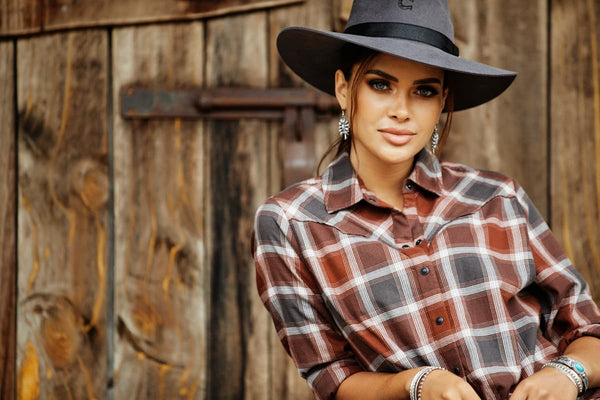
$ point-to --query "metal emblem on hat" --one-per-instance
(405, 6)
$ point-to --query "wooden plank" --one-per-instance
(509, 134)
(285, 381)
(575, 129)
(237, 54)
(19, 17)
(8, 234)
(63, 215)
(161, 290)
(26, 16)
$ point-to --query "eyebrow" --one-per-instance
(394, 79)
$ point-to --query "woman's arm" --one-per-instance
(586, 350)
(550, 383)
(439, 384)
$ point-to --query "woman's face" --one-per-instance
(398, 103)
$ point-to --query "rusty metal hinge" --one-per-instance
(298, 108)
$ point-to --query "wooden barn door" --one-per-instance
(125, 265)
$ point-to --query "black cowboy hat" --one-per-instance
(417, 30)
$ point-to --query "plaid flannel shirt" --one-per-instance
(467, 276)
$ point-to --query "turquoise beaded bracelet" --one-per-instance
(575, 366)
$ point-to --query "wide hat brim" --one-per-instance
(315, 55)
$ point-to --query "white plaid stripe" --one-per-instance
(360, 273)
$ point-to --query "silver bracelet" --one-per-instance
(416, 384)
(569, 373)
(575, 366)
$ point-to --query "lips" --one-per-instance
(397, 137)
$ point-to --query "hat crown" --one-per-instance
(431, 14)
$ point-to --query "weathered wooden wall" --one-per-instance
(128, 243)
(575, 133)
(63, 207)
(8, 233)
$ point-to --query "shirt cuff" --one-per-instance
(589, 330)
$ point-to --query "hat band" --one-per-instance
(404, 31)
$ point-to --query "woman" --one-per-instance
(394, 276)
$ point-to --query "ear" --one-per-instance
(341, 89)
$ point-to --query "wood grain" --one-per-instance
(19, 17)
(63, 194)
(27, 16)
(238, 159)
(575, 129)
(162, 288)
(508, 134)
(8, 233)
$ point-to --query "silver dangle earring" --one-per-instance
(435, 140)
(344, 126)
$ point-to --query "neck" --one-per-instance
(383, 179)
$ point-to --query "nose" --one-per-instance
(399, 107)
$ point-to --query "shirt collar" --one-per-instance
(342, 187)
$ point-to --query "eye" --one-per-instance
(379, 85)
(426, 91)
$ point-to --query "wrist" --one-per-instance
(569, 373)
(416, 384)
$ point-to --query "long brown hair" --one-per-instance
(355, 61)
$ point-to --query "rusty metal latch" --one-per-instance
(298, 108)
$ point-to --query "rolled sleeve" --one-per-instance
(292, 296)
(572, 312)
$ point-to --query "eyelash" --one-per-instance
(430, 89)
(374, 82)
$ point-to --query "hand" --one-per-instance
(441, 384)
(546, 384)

* * *

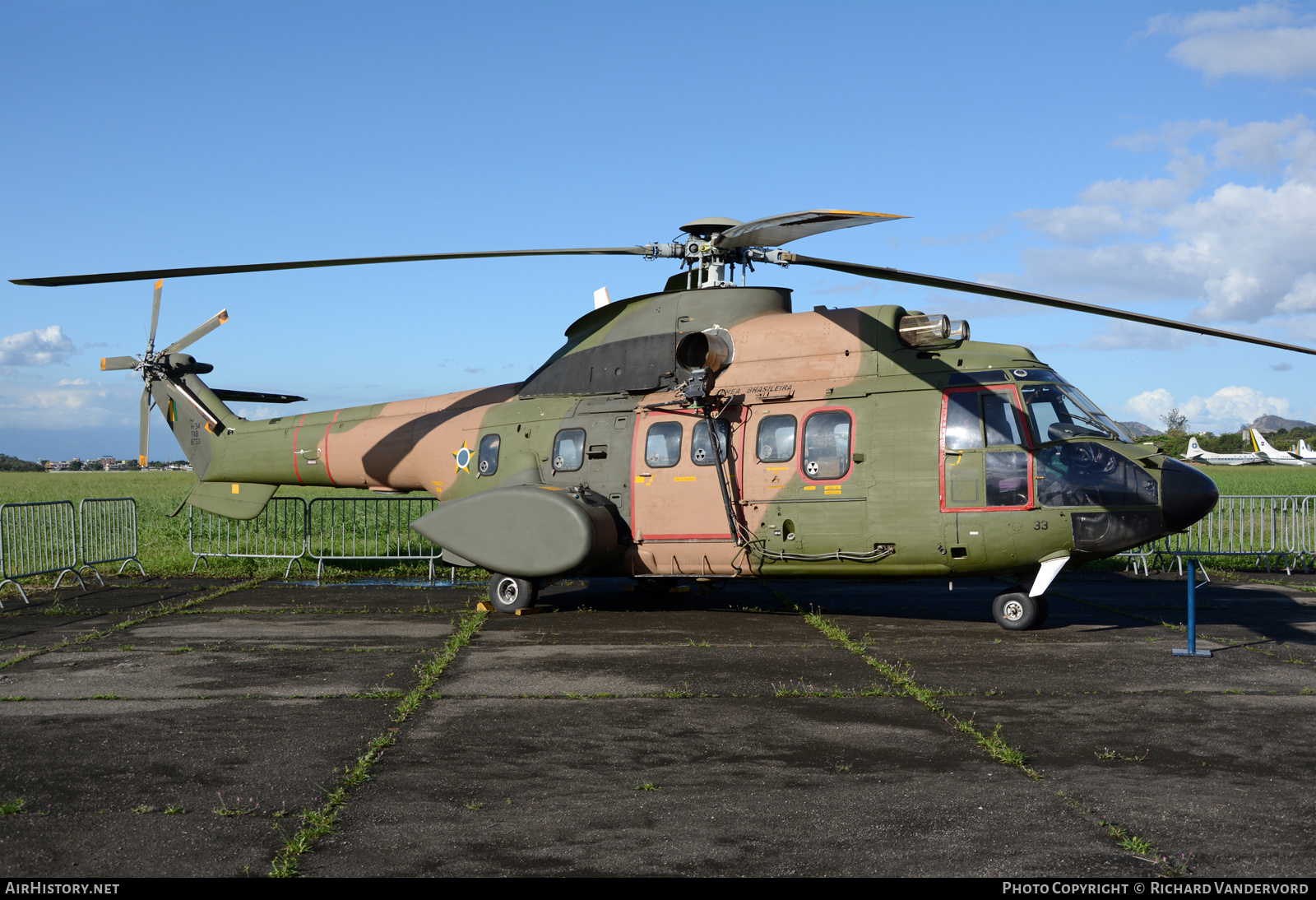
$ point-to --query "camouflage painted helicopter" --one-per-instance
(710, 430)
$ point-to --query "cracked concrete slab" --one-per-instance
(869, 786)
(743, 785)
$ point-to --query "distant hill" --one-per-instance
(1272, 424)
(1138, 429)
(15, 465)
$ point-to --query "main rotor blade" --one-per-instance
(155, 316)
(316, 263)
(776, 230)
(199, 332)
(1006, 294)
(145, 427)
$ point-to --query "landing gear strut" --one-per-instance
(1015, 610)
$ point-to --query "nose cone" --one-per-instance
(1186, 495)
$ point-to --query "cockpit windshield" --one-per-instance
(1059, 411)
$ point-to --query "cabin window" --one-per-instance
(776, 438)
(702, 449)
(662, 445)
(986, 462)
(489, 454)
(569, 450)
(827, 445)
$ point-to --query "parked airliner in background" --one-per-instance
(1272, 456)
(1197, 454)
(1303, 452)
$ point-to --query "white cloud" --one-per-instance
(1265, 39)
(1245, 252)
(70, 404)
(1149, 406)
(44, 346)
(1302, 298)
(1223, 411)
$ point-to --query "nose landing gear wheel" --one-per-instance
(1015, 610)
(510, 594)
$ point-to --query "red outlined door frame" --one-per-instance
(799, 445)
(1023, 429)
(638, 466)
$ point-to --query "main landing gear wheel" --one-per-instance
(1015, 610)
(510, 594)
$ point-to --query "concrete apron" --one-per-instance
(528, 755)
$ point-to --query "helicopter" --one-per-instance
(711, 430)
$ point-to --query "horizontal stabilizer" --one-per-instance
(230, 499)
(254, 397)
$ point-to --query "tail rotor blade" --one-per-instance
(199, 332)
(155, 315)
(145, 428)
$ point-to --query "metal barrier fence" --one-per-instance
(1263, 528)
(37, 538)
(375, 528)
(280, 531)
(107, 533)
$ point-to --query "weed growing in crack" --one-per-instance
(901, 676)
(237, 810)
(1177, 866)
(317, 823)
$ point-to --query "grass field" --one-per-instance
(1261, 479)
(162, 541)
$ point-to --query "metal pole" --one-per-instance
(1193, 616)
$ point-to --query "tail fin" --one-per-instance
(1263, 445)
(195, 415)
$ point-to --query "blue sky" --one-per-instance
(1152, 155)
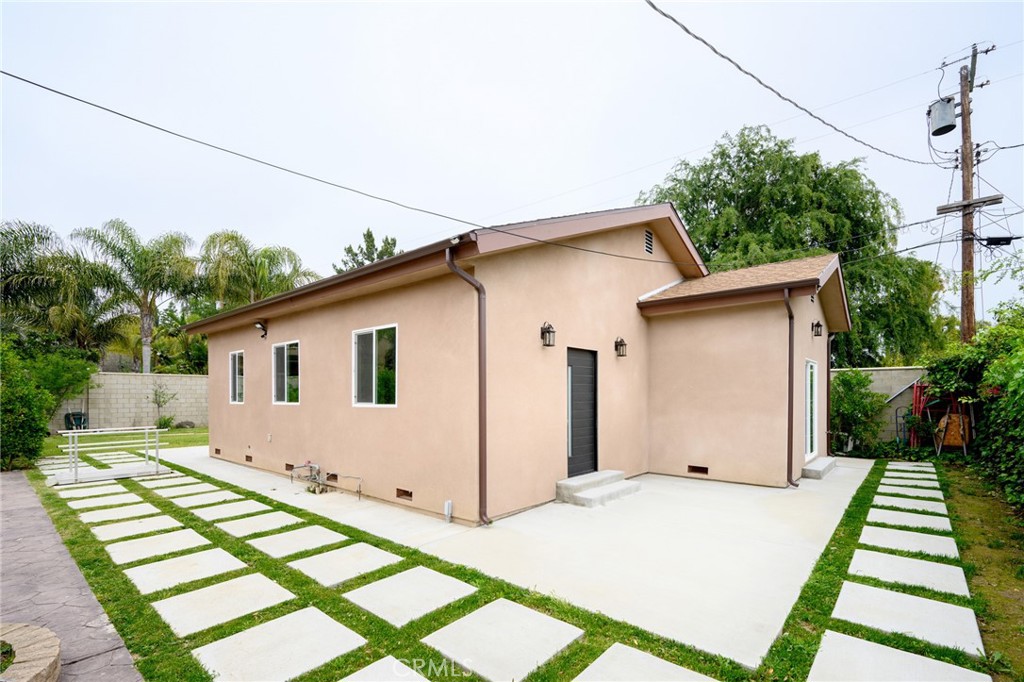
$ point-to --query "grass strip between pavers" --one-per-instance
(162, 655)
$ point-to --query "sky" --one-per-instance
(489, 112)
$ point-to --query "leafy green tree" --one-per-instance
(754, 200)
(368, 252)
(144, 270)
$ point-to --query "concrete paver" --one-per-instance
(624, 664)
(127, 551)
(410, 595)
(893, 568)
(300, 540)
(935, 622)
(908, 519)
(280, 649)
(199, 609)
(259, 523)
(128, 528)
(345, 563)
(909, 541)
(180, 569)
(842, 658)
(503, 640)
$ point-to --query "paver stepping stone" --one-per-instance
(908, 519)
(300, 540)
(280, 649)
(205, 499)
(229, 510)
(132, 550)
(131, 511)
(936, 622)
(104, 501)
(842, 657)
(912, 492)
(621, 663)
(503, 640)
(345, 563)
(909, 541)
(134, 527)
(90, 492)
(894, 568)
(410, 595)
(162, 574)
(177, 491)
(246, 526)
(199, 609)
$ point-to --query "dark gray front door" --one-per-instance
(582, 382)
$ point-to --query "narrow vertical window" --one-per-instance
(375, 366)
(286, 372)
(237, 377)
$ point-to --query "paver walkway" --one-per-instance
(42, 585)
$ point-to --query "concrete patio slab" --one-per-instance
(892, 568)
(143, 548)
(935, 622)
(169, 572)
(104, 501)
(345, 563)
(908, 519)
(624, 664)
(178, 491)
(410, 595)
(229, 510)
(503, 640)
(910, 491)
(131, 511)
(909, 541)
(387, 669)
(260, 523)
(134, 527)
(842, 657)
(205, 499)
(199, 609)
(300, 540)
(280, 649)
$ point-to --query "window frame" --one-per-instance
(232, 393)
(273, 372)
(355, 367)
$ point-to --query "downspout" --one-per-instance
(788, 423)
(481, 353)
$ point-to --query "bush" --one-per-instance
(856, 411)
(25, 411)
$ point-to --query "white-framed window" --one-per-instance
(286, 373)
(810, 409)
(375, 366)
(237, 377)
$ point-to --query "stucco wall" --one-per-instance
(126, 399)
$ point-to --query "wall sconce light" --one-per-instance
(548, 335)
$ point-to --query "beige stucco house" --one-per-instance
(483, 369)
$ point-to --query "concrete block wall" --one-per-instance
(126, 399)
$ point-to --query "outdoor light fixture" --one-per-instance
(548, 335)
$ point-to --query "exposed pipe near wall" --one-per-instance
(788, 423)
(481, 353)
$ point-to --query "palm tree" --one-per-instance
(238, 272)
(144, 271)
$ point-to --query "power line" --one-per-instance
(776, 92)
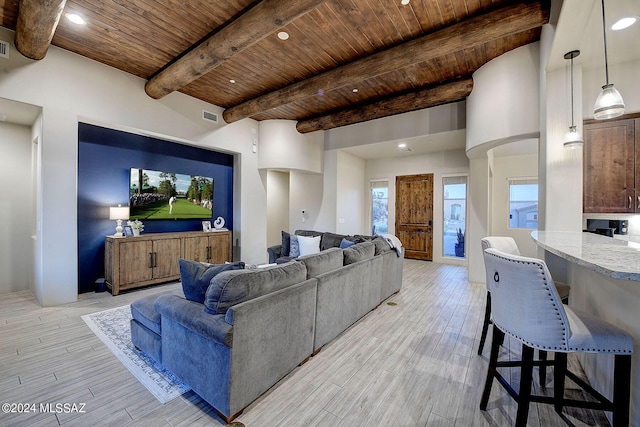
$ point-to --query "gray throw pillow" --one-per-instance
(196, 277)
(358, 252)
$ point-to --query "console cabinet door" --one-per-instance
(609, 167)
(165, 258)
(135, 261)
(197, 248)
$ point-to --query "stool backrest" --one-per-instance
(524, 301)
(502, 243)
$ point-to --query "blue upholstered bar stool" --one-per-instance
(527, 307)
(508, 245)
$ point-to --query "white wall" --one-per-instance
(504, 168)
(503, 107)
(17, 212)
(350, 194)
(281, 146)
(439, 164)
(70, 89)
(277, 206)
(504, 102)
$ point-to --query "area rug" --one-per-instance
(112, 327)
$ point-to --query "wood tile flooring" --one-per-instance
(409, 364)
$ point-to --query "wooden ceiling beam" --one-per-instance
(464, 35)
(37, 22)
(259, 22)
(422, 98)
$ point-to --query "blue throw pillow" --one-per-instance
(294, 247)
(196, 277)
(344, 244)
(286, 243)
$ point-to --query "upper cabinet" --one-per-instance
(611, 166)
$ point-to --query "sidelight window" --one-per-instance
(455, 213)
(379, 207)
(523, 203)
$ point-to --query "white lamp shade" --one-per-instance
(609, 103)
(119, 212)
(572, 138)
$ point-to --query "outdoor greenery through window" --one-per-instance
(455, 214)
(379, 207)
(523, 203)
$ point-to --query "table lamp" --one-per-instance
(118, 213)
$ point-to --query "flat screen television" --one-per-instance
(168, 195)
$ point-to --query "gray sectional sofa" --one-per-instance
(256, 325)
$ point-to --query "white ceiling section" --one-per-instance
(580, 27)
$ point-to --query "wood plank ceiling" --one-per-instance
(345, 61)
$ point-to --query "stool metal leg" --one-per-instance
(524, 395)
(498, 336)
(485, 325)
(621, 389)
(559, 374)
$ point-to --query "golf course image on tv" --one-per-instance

* * *

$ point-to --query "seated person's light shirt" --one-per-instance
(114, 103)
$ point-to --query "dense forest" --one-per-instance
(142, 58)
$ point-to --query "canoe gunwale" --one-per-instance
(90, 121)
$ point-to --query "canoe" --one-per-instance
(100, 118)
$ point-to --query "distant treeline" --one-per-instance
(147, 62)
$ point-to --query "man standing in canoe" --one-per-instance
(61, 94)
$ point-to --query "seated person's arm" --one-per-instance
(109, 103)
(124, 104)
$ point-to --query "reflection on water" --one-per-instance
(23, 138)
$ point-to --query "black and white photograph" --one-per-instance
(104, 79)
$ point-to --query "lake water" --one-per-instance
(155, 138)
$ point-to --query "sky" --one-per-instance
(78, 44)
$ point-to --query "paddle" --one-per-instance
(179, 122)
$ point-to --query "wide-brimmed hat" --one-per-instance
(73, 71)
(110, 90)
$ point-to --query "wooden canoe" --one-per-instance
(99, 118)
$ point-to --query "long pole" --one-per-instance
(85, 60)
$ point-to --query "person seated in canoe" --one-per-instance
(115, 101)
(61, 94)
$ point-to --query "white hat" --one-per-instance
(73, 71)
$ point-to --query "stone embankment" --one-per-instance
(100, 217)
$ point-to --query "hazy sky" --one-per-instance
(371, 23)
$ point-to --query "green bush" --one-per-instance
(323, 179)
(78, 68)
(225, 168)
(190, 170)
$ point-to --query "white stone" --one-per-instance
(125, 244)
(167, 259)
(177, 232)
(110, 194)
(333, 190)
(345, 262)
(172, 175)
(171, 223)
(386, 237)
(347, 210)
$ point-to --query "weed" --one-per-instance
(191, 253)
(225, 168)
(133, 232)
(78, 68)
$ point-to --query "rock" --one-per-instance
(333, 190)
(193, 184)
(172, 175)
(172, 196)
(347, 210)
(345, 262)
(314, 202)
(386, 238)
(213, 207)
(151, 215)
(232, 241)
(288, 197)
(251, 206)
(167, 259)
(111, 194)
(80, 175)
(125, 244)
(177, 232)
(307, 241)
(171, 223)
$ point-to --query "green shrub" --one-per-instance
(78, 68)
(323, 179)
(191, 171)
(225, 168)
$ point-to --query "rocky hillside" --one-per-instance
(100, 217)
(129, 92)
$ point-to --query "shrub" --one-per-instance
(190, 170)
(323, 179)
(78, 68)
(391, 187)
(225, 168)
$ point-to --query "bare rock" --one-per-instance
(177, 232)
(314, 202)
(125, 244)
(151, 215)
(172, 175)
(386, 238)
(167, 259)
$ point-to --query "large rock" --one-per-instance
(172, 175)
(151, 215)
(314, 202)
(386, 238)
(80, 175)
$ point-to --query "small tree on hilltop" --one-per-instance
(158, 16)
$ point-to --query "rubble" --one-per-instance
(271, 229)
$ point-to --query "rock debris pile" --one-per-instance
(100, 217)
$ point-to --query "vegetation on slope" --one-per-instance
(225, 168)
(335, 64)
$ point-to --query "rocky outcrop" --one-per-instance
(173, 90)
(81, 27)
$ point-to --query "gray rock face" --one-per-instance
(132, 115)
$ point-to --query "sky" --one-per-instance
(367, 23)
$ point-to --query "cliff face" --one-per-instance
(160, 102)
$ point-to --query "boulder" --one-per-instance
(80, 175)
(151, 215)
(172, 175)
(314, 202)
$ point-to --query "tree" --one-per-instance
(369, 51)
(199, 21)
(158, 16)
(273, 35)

### Directive
Collect every line of the records that holds the word "outdoor", matching case exactly.

### Task output
$ point-to --query "outdoor light fixture" --one-per-instance
$ point-to --query "outdoor greenery through window" --one-per-instance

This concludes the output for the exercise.